━━━ Selection
Experiment Decision Framework: When to A/B Test vs Ship

Quick Start

/experiment-decision

Then provide:

What you're considering building (feature, change, or experiment)
Expected impact (metric + estimated improvement)
Your concern (is this risky? reversible? controversial?)

I'll walk you through the decision tree: reversibility, hypothesis strength, detectable impact, and risk level. You'll get a clear recommendation: A/B test, ship + monitor, or just ship.

Output: Decision documented inline or saved to thoughts/shared/product/decisions/ Time: ~5 min for clear-cut cases, ~15 min for nuanced decisions

When to use: Before building any feature, when stakeholders demand "data-driven" decisions, or when unsure if testing is worth the effort

Framework source: Aakash Gupta's "When to A/B Test vs Just Ship"

The Decision Framework

Use this decision tree:

Question 1: Is it reversible?

If YES → Ship it

CSS changes
Messaging tweaks
UI polish
Non-destructive features

Why: Reversible changes have low risk. Ship, monitor, rollback if needed.

If NO → Continue to Question 2

Question 2: Do you have a hypothesis with measurable impact?

If NO → Don't test

Building "nice to haves"
No clear success metric
Can't measure the outcome

Why: Testing without a hypothesis is wasteful. Either clarify the hypothesis or don't build it.

If YES → Continue to Question 3

Question 3: Is the expected impact large enough to detect?

Run a power calculation:

Minimum Detectable Effect (MDE) = Effect you need to see to justify the work

If your feature is expected to improve conversion by 0.5%, but you need 10M users to detect it → Don't test, just ship and monitor

If impact is too small to detect → Ship without test

If impact is detectable → Continue to Question 4

Question 4: Is the risk of being wrong high?

High risk scenarios:

Affects revenue directly (pricing, checkout)
Impacts core user experience (onboarding, core flows)
Controversial decision (stakeholder disagreement)
Large engineering investment

If HIGH risk → A/B test

If LOW risk → Ship without test

Decision Matrix

Risk Level	Impact Size	Reversible?	Decision
High	Large	No	A/B Test
High	Large	Yes	A/B Test (or ship with kill switch)
High	Small	No	Don't build
High	Small	Yes	Ship + Monitor
Low	Large	No	Ship + Monitor
Low	Large	Yes	Just Ship
Low	Small	No	Just Ship
Low	Small	Yes	Just Ship

When to A/B Test

✅ Test When:

1. High-stakes decisions

Pricing changes
Checkout flow modifications
Core product changes
Revenue-impacting features

2. Controversial hypotheses

Team is divided on approach
Stakeholders disagree
User research is conflicting

3. Long-term bets

Features that are expensive to reverse
Architectural decisions
Platform changes

4. Optimization work

Conversion rate improvements
Engagement optimization
Retention experiments

When to Just Ship

✅ Ship When:

1. Fast iteration needed

Competitive pressure
Time-sensitive opportunities
Market windows closing

2. Low risk, high certainty

Bug fixes
Obvious improvements
User-requested features (with clear demand)
━━━━━━
#### Exercise instructions:
(a) Please decide whether each statement below agrees with the experiment decision framework, answering yes or no and quoting the words that settle it.
(i) The framework says reversible changes like CSS tweaks can be shipped and rolled back if needed.
(ii) The framework advises testing a feature even when it has no clear success metric.
(iii) A clear-cut decision is expected to take about 15 minutes.
(b) Continue the experiment decision framework from its final line, keeping the same headings and list style.
━━━ Extracted material
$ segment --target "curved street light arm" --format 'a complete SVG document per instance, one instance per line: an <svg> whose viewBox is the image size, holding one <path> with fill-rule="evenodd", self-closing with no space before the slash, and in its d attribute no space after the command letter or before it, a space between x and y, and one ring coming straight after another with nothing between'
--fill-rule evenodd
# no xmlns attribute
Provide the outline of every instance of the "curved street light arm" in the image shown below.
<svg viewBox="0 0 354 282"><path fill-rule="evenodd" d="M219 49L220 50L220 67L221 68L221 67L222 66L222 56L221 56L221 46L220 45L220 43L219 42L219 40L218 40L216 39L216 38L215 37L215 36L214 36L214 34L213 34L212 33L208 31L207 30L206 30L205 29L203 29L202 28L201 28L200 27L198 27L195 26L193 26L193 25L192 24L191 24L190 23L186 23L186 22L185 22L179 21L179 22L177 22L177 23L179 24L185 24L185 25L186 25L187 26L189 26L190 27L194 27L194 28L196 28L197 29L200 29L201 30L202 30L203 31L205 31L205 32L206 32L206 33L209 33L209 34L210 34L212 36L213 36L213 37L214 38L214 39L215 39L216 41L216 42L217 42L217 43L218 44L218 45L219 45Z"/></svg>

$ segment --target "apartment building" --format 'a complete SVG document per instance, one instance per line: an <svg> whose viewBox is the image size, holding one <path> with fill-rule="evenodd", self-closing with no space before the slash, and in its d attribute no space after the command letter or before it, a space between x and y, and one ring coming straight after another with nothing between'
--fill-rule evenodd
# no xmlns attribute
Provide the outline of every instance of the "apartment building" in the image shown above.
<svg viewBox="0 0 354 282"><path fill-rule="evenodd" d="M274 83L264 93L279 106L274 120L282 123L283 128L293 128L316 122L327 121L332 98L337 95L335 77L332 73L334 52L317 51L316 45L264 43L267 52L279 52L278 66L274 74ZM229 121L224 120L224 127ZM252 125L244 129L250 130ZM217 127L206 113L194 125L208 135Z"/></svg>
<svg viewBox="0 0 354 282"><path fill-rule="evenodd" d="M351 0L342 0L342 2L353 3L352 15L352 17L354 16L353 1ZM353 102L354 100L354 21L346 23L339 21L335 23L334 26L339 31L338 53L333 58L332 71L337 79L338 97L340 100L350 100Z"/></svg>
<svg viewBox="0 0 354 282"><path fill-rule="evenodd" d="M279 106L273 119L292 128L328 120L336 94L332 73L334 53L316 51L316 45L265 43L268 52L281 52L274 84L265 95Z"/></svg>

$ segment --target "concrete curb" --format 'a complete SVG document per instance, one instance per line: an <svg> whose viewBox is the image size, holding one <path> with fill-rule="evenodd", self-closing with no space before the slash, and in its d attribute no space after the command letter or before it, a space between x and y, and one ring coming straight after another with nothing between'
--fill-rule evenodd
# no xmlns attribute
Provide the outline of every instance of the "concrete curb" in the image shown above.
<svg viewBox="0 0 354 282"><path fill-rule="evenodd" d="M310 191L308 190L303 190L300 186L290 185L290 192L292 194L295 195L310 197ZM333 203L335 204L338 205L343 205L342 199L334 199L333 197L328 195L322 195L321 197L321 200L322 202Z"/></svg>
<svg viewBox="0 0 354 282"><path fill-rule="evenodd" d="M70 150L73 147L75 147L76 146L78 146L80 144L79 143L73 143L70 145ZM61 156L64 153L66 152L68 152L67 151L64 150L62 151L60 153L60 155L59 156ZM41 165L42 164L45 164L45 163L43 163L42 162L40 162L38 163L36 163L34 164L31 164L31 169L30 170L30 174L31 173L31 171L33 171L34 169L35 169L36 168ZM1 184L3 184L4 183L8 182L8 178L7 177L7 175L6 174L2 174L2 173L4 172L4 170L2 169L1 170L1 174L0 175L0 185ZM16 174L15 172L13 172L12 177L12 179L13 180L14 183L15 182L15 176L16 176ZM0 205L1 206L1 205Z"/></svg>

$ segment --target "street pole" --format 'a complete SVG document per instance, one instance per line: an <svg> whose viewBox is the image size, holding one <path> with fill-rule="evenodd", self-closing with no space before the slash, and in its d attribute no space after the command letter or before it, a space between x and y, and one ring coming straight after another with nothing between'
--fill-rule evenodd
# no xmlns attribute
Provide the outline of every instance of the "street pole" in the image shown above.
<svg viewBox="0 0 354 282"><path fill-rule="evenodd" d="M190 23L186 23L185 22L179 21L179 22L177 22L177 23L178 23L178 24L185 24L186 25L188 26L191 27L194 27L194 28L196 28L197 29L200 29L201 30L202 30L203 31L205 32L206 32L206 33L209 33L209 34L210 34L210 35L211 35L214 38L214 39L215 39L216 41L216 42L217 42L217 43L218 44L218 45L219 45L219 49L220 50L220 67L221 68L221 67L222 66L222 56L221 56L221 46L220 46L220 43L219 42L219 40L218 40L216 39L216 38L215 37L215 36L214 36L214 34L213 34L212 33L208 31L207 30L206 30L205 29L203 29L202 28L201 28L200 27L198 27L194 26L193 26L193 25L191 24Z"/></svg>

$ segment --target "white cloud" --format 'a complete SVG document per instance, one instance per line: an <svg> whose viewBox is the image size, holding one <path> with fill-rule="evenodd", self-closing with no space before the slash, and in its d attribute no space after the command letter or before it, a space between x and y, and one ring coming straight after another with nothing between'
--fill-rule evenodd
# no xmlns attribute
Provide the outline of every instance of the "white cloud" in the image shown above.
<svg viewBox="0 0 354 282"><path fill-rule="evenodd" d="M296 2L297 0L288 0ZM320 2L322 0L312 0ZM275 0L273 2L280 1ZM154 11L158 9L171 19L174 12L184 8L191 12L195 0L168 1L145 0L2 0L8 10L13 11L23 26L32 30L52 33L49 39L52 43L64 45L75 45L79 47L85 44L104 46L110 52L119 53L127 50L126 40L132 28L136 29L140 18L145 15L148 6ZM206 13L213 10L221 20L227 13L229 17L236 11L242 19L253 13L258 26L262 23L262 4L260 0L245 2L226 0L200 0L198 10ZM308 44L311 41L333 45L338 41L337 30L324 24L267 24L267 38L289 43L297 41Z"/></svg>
━━━━━━
━━━ Extracted material
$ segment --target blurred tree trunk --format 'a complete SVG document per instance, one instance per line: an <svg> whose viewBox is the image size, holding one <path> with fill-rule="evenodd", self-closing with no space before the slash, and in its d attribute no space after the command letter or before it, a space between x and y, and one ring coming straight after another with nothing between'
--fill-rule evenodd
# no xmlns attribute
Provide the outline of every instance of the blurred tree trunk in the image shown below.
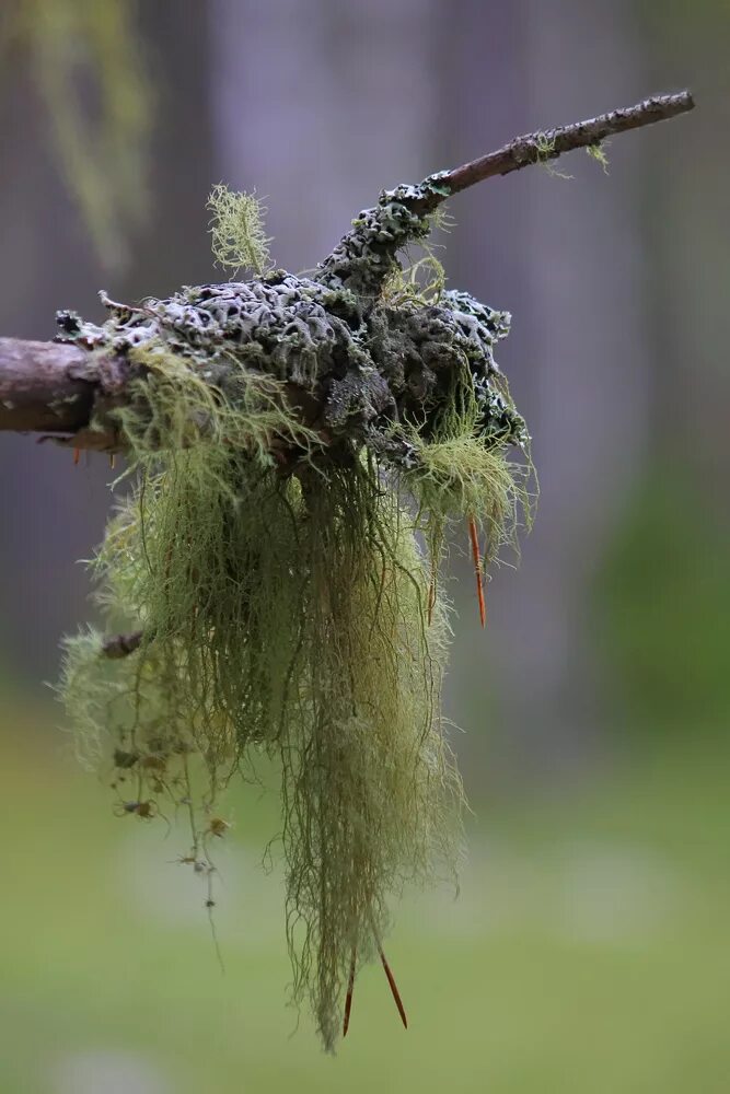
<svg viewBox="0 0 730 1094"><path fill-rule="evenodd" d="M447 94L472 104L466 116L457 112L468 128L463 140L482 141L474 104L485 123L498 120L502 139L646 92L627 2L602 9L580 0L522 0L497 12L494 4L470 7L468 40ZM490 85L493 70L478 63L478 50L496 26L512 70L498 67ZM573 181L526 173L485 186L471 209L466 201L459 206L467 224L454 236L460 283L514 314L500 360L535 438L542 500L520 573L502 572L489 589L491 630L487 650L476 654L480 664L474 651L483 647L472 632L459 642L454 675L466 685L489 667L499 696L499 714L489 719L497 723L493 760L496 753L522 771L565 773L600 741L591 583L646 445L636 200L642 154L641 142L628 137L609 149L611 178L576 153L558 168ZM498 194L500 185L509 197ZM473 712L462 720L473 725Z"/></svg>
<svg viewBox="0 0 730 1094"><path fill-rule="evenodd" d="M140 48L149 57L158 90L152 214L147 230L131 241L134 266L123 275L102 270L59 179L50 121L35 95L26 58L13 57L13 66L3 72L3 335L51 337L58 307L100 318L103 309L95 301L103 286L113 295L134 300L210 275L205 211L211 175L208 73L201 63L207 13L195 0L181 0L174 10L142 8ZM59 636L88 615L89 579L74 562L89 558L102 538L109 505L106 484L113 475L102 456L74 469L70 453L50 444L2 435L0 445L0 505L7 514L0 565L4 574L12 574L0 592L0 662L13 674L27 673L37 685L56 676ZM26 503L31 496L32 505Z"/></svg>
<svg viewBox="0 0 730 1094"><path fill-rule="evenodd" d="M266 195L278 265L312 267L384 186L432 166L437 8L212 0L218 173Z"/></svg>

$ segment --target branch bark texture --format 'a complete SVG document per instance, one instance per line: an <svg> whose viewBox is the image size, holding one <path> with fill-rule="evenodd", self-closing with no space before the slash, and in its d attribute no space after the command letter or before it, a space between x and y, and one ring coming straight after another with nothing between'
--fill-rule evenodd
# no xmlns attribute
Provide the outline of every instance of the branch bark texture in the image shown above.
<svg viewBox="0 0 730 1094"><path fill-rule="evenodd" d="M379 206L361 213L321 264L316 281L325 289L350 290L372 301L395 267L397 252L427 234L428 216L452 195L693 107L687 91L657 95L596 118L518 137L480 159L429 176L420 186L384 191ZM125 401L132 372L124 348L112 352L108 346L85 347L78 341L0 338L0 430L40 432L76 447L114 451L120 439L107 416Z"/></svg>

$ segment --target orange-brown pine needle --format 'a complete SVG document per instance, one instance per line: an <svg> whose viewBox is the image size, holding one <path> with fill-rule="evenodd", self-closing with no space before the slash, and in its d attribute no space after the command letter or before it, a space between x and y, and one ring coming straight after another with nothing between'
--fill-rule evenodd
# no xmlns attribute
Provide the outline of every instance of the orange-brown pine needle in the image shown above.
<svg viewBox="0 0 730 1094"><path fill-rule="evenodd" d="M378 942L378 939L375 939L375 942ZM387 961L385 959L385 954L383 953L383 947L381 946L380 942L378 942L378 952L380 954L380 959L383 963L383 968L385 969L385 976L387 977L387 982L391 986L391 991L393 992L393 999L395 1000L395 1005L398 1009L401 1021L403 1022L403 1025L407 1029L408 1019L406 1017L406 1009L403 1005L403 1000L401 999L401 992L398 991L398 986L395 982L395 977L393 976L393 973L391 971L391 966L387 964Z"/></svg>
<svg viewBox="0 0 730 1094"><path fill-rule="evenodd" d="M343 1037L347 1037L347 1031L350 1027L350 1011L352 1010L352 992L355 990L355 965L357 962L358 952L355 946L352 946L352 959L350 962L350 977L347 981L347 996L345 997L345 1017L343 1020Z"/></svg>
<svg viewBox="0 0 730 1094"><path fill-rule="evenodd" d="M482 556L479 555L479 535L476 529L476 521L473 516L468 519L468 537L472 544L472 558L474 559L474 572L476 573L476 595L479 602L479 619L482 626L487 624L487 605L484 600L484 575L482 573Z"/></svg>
━━━━━━
#### Answers for the exercise:
(a)
(i) Yes: "Reversible changes have low risk. Ship, monitor, rollback if needed."
(ii) No: "Testing without a hypothesis is wasteful. Either clarify the hypothesis or don't build it."
(iii) No: "~5 min for clear-cut cases, ~15 min for nuanced decisions"

(b)
3. Qualitative insights are strong

Clear user pain validated through research
Competitive parity features
Accessibility improvements

4. Testing would take too long

Small user base (can't reach significance)
Slow conversion cycles (months to convert)
Complex setup (weeks to build test infrastructure)

The Cost of A/B Testing

Time costs:

Engineering: 2-4 weeks to build test infrastructure
Analysis: 1-2 weeks to run experiment + analyze
Total: 3-6 weeks delay

Engineering costs:

Feature flagging system
Analytics instrumentation
A/A test validation
Test maintenance

Opportunity costs:

Could have shipped 3-5 other features
Delayed value delivery to users
Competitors may ship first

When testing costs exceed value → Just ship

Real-World Examples

Example 1: Amazon's "Add to Cart" Button Color

Decision: A/B Test

High traffic (millions of users)
Direct revenue impact
Easy to detect small improvements
Result: +2% conversion = $100M+ annually

Example 2: Slack's Message Threading

Decision: Just Ship

Highly requested feature
Strong qualitative signal from users
Reversible (users can ignore threads)
Result: Successful launch, became core feature

Example 3: Netflix's "Are you still watching?" prompt

Decision: A/B Test

Controversial (could annoy users)
Impact on engagement unclear
Risk of hurting retention
Result: Test showed improved engagement (prevented zombie sessions)

Common Mistakes

❌ Testing everything "to be data-driven"

Problem: Slows down velocity
Fix: Reserve tests for high-stakes decisions

❌ Shipping without monitoring

Problem: Bad changes go unnoticed
Fix: Ship with dashboards and alerts

❌ Running underpowered tests

Problem: Waste time on inconclusive results
Fix: Calculate sample size before starting

❌ Testing when qualitative data is clear

Problem: Delays obvious improvements
Fix: Trust strong user research signals

Quick Reference Checklist

Before building any feature, ask:

Is this reversible? (If yes → ship)
Do I have a clear hypothesis? (If no → don't build)
Can I measure the impact? (If no → don't test)
Is the expected impact large enough to detect? (Power calculation)
What's the risk of being wrong? (High risk → test)
What's the cost of testing vs shipping? (ROI check)
Do I have strong qualitative data? (If yes → consider shipping)

Statistical Power Guidance

Before committing to an A/B test, estimate whether you have enough traffic to detect a meaningful difference.

Power Calculation Essentials

Three inputs you need:

Minimum Detectable Effect (MDE) -- what's the smallest improvement worth detecting?
- For checkout conversion: 1-2% relative change matters (high revenue impact)
- For feature adoption: 5-10% relative change is typical MDE
- For engagement metrics: 3-5% relative change is reasonable
Baseline conversion rate -- what's the current rate you're trying to improve?
- Higher baselines need more samples to detect small changes
- Lower baselines are easier to move (but may need larger sample)
Daily traffic to the experiment -- how many users will enter the test per day?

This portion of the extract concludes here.